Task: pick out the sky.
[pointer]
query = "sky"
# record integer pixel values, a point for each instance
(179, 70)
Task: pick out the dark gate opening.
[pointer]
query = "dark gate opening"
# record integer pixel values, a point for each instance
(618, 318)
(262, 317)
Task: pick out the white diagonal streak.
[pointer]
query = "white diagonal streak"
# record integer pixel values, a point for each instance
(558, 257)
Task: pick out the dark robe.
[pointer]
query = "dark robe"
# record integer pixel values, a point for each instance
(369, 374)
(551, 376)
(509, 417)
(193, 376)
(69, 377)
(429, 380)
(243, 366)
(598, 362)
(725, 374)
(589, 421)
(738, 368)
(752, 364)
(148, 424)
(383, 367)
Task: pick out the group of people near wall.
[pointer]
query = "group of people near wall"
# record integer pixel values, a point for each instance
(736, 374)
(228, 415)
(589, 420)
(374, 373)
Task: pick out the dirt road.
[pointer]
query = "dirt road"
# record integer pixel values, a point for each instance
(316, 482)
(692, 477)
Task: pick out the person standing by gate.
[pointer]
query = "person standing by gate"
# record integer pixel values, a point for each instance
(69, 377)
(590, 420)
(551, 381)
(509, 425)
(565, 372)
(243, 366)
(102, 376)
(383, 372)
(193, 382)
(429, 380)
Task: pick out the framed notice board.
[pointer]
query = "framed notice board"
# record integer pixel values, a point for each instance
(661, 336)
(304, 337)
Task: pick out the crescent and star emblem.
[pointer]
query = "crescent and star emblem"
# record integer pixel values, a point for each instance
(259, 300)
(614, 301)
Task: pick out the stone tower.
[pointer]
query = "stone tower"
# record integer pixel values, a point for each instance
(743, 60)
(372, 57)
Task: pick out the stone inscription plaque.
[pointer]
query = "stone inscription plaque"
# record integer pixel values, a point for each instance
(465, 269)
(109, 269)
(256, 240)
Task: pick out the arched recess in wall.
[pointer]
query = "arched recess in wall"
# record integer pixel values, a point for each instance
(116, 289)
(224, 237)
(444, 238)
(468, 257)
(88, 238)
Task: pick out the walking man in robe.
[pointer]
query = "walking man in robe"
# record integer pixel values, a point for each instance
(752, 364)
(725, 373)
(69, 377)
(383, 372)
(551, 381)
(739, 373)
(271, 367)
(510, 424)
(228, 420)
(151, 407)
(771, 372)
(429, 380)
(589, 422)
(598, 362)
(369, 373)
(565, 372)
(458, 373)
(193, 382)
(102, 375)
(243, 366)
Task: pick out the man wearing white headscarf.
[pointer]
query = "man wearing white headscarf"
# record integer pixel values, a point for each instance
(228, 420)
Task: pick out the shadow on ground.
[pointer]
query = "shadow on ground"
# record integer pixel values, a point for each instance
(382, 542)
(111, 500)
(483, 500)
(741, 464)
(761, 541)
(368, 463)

□ □ □ □

**Work item**
Write out the data above once more, exactly as it stands.

**Your response**
Task: pick out the sky.
[pointer]
query = "sky"
# record integer pixel values, a point for each instance
(179, 70)
Task: pick out the dark gate opening.
[pointer]
query = "dark gate opening"
# record integer pixel values, a point for each instance
(618, 318)
(262, 317)
Task: pick out the white diagonal streak.
[pointer]
query = "white diagonal streak"
# record integer pixel values, a point for each instance
(558, 257)
Task: pick out the dark robe.
[pointer]
query = "dark robe"
# record integer pixel values, a point for each instance
(369, 374)
(551, 376)
(509, 417)
(193, 376)
(69, 377)
(429, 380)
(243, 366)
(598, 362)
(725, 374)
(589, 421)
(738, 368)
(752, 364)
(148, 424)
(383, 367)
Task: pick out the group of people near wall.
[pointer]
query = "group of people near wall"
# record integer pixel values, a point for each instance
(736, 374)
(228, 415)
(589, 420)
(374, 373)
Task: pick out the dirt road.
[pointer]
query = "dirt road"
# record integer pixel values, a point for each instance
(316, 482)
(692, 477)
Task: pick out the person standing by gate.
[pointer]
query = "person standing by gate"
# record integer pixel values, a point for each instance
(69, 377)
(590, 420)
(551, 381)
(509, 425)
(565, 372)
(243, 366)
(102, 376)
(383, 372)
(193, 382)
(429, 380)
Task: pick out the framed notice board.
[pointer]
query = "framed notice board"
# record integer pixel values, a point for each instance
(661, 336)
(304, 337)
Task: pick out the crescent and star emblem.
[pointer]
query = "crescent and star emblem"
# record integer pixel values, a point for each instance
(259, 300)
(614, 301)
Task: pick out the stone tower.
[pointer]
query = "stone tower"
# record integer pixel values, a point for each instance
(743, 60)
(372, 57)
Task: pick out the stone inscription plaque.
[pointer]
query = "stone inscription plaque"
# record integer pixel values, a point for each instance
(465, 269)
(109, 269)
(256, 240)
Task: pick out the arched recess in wall.
[pointer]
query = "arched recess in wall"
# record integer pixel values, a point for each instance
(116, 289)
(224, 237)
(444, 238)
(468, 257)
(88, 238)
Task: pick out the walking man in robe.
[pointer]
query = "walking man in robe"
# record integer pixel values, a point for each instance
(752, 364)
(725, 373)
(69, 377)
(383, 372)
(551, 381)
(739, 373)
(271, 367)
(510, 424)
(228, 420)
(151, 407)
(771, 372)
(429, 380)
(589, 422)
(598, 362)
(369, 373)
(565, 372)
(458, 373)
(193, 382)
(102, 375)
(243, 366)
Task: pick out the man wearing white headscarf.
[pointer]
query = "man wearing white headscarf"
# record integer pixel values, a point for each instance
(228, 420)
Task: pick out the shadow on ground.
[pointer]
query = "shadow on ground"
# record integer pixel values, a point for each instance
(382, 542)
(111, 500)
(483, 500)
(741, 464)
(761, 541)
(368, 463)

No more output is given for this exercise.